**Extracted text:**
══════
Trouble Sleeping? Give Acupuncture a Try!

Posted on Nov 16, 2012

Trouble Sleeping? Give Acupuncture a Try!

Acupuncture is great for all kinds of things, and one of the places a community acupuncture style clinic really shines is with difficulty getting a good night’s sleep. In the past when practicing in a more traditional environment, we always felt pretty lame waking an insomnia patient up after 20 minutes with the needles in because the room needed vacated for the next person on the schedule. Thankfully, we don’t have that problem here; with 12 chairs in the main room and another 4 hiding in our as of yet unused back room, our patients are welcome to sleep as long as they’d like. Thus far our longest acu-nap is right at about 3 hours! Now, if you’re the last appointment of the day, keep in mind we’re only here ’till 30 minutes after closing, so if you’ve got your heart set on a long one, please come in earlier.


How Does  Acupuncture Help Insomnia?

For insomnia caused by a secondary condition, like a painful shoulder that hurts when rolling on it, treating the insomnia is as simple as providing pain relief. For insomnia with no obvious external cause, answering the “how” can get a little tricky. From the Traditional Chinese Medicine (TCM) perspective, insomnia is the “Shen” (approximately translated as a combination of mind and spirit) being unable to settle at night, causing the feeling of the mind just not shutting down. There are a number of different reasons why this may be happening, but it can be boiled down to a few primary causes: poor diet, overwork and/or emotional fatigue (excessive worry, fear, anger, etc). All of the above can be helped by acupuncture, though the diet one usually works best if the patient helps out a little bit.
══════
**Supplied material:**
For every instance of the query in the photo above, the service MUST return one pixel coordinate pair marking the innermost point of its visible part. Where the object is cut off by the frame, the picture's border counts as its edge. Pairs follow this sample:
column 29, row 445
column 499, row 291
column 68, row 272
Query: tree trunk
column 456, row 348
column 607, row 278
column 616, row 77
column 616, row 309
══════
**What you have to do:**
Can you carry the post on acupuncture for sleep forward from its last sentence? The data has no connection to the post on acupuncture for sleep.

**Answer box:**
Here’s a great research article on acupuncture and insomnia, in which participants showed increased melatonin (a hormone related to sleep) secretions as well as better indicators of sleep duration/quality all around. The patients involved were monitored for two weeks, then given acupuncture twice weekly for 5 weeks. It suffers from a small sample size (18), but the article does a good job of providing some intellectual meat and potatoes, so to speak, for those interested in digging into some heavier reading on the subject.

The treatment frequency of twice weekly in the article is spot-on what we like to do when we first start out with insomnia patients. Generally we start with treatments twice a week for 2-3 weeks, then drop down to weekly once things are starting to improve, tapering off to every other week, then monthly, eventually we just see patients for a tune-up every now and then.


What Can I Do At Home?

With any health issue, there is almost always something you can do to take care of yourself. Here are some suggestions for helping to get a better night’s sleep:

  • Avoid caffeine after noon. Some people are more sensitive than others, so if you’re having a hard time falling asleep cutting down on caffeine can sometimes do the trick.
  • No alcohol around bedtime. While alcohol can sometimes help someone fall asleep, it can often result in a restless sleep.
  • Try not to eat too close to bedtime.
  • Try dimming the lights in the house as it gets close to bedtime. Also, avoid light from TV/Computer/Phone screens leading up to bedtime. The reasons why are fairly complex, but this article has a more in-depth description.
  • Meditation, prayer, or just some quiet time can help deal with emotions that need sorted out before being able to relax.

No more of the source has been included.